(Dataset excerpts)
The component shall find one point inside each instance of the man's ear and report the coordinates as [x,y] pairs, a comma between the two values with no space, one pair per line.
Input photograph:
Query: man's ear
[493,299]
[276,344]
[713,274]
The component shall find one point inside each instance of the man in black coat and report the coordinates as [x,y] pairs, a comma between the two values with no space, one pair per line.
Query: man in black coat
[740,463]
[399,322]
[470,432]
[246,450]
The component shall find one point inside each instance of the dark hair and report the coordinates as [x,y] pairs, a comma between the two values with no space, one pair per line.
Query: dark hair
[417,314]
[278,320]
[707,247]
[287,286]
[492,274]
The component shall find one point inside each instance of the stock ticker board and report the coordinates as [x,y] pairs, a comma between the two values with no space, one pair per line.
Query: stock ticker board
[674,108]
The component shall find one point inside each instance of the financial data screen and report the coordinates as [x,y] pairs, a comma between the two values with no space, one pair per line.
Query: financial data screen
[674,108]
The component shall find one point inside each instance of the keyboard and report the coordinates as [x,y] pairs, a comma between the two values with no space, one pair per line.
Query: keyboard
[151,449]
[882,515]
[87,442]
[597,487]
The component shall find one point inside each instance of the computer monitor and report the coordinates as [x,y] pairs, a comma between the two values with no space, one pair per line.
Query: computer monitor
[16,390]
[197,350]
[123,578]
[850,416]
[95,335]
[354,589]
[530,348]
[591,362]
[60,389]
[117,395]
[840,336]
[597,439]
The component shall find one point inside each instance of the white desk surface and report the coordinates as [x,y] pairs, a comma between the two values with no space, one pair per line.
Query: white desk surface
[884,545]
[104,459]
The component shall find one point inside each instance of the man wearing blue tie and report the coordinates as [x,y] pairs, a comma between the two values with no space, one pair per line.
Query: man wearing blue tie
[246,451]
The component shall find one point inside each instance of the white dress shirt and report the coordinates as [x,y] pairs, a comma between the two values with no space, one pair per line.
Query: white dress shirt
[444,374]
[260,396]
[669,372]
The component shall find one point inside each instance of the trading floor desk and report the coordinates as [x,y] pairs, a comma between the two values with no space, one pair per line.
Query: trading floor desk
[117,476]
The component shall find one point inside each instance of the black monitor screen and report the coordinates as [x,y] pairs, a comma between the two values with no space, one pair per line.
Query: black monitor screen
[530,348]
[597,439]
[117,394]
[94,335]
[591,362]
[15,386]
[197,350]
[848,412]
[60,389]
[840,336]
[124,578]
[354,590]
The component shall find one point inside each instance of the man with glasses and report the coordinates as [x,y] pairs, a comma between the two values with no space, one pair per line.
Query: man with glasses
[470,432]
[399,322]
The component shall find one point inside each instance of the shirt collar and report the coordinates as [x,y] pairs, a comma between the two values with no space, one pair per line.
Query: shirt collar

WHAT THE EXERCISE ASKS
Each entry above is to be set down again in exactly the same words.

ANSWER TO THIS PROBLEM
The component shall find one point inside each instance of the man's ear and report the coordinates as [x,y] pairs, a comma between the two values with no space, one pair per line.
Input photograph:
Query: man's ear
[493,299]
[276,344]
[713,274]
The component shall find one point inside each instance of the man in black coat and report the coordinates as [x,y] pairs, a comma between the two values with no space, one pair per line.
Query: man in black coat
[740,463]
[399,322]
[470,432]
[246,450]
The component shall find one point inside each instance of the dark hair and report the coordinates as [x,y] pairs, a comma between the two values with no space, one pair per line.
Query: dark hair
[417,314]
[278,320]
[707,247]
[287,286]
[492,274]
The component shall find one point inside each instance of the stock ticker board and report the coordinates as [x,y] pairs, a comma between the two values with no space, one pair per line.
Query: stock ticker board
[674,108]
The component shall find one point inside each instance of the financial data screen and report the coordinates as [x,y] pairs, a comma between the two values with no space, one pair per line.
Query: financial data screen
[674,108]
The component shall find one point inside each instance of the keyboard and report the coordinates as [x,y] pairs, a comma between the two values with no space, one pair per line.
Query: keyboard
[151,449]
[882,515]
[87,442]
[597,487]
The component shall find one point inside each instance of the computer monitor and report the coordinates as [x,y] pairs, a comma between the two values with no space, one pair per line.
Query: computer monitor
[16,390]
[197,350]
[123,578]
[850,416]
[95,335]
[354,589]
[530,348]
[591,362]
[60,389]
[117,395]
[840,336]
[597,439]
The component shall find one point inside each instance of the white desk surface and report the coordinates as [x,y] pairs, a comma between the two values with no space, one pair per line.
Query: white desk surface
[884,545]
[104,459]
The component shall find one point inside each instance of the man wearing blue tie and report the coordinates as [x,y] pairs, a comma between the two values with no space, one pair per line.
Query: man wearing blue tie
[246,451]
The component shall find one point inside each instance of the white dress shirt and report the coordinates as [x,y] pairs, a comma between the two values with no space, one pair per line.
Query: white dress shirt
[444,374]
[260,396]
[669,372]
The component shall find one point inside each instance of the trading floor desk and report the coordinates as [x,y] pairs, a comma between the two values with no space, one pair per line.
Query: trading floor desk
[117,476]
The component shall find one point inside each instance of the black monitor screen and report the coordinates as [x,y] pairs, a comma between the two values with no space, one pair per line.
Query: black monitor screen
[530,348]
[597,439]
[117,394]
[94,335]
[591,362]
[15,386]
[197,350]
[848,412]
[60,389]
[840,336]
[124,578]
[354,590]
The component shall find one point inside each instance of the man with glasses and report the coordinates as [x,y] pairs, a comma between the two values with no space, one pair per line.
Query: man with glasses
[470,432]
[399,322]
The component shall find one point inside each instance of the shirt collar and report the coordinates as [x,y] pairs, a comma between the two values with no space, one pair per line.
Query: shirt collar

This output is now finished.